> PROBLEM TO SOLVE: Entries follow. Give back exactly the lines starting at the one containing "Category: elbow" and ending at the one containing "Category: black rugby shorts", and no other lines.

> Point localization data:
::::::::::
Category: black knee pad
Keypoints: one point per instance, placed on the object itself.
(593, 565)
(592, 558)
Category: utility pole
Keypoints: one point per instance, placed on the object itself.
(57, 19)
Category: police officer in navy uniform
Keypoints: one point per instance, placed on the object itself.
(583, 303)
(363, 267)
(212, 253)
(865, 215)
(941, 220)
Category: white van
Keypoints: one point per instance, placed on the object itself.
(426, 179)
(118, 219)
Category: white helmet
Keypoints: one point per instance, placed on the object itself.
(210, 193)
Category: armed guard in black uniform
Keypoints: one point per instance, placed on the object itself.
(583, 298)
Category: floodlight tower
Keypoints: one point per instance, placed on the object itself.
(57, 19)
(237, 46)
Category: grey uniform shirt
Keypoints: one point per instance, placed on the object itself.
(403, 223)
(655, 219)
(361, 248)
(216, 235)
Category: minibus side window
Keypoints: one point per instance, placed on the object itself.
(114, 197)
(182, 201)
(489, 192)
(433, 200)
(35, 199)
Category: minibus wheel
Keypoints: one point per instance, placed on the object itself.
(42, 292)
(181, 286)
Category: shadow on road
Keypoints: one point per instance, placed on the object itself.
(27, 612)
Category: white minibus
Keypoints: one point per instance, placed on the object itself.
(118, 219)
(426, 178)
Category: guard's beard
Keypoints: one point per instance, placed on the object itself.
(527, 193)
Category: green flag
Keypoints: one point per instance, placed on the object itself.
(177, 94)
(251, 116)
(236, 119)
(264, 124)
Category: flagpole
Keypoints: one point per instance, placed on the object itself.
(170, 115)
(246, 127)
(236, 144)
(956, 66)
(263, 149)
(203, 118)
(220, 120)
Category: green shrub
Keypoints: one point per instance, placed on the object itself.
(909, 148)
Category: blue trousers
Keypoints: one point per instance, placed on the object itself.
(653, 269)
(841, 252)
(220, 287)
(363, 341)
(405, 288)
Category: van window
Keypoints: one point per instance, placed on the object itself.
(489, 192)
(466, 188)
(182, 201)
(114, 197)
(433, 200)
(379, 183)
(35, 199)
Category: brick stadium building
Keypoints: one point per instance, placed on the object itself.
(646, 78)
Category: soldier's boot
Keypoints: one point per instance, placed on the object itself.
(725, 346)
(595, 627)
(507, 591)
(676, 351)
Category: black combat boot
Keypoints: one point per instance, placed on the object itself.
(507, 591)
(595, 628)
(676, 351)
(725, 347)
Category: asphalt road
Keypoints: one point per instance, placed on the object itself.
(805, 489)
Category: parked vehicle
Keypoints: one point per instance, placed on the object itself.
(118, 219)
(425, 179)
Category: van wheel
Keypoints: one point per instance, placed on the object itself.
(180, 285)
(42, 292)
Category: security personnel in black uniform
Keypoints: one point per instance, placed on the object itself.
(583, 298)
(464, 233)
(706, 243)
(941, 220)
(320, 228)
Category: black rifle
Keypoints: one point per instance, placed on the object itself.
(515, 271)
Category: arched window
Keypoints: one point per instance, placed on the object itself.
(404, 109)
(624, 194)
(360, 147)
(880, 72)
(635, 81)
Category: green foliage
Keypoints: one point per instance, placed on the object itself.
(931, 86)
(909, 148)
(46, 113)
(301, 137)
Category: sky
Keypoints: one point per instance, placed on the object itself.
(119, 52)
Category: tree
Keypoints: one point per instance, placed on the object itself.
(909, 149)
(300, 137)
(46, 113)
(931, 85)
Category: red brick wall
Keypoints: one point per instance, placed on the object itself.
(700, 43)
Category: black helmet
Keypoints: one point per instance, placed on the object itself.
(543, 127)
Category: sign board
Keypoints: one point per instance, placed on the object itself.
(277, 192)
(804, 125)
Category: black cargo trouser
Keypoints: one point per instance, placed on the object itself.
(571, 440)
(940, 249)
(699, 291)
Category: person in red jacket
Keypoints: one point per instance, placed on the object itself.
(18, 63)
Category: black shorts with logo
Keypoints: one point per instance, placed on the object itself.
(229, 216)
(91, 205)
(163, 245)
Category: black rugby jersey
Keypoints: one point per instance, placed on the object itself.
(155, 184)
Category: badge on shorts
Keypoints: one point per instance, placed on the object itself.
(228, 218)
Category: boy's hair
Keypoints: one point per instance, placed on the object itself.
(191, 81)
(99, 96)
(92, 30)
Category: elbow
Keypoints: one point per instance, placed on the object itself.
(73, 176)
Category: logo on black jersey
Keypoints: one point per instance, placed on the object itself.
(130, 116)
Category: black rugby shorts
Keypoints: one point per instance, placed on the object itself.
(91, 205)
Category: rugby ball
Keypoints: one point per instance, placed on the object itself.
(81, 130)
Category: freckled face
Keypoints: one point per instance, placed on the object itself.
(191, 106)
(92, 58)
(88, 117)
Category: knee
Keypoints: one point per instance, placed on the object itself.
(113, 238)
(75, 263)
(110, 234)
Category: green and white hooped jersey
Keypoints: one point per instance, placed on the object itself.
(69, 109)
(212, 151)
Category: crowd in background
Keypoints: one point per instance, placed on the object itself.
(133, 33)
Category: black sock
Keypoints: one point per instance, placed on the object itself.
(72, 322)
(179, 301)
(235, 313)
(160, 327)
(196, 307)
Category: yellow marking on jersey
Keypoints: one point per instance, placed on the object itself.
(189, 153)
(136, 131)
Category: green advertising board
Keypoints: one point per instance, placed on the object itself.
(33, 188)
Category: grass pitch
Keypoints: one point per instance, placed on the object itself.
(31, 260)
::::::::::
> OUTPUT BELOW:
Category: elbow
Keypoints: one point per instance, placed on the object itself.
(73, 176)
Category: logo on black jersey
Keypoints: one point per instance, placed on the object itself.
(130, 116)
Category: black rugby shorts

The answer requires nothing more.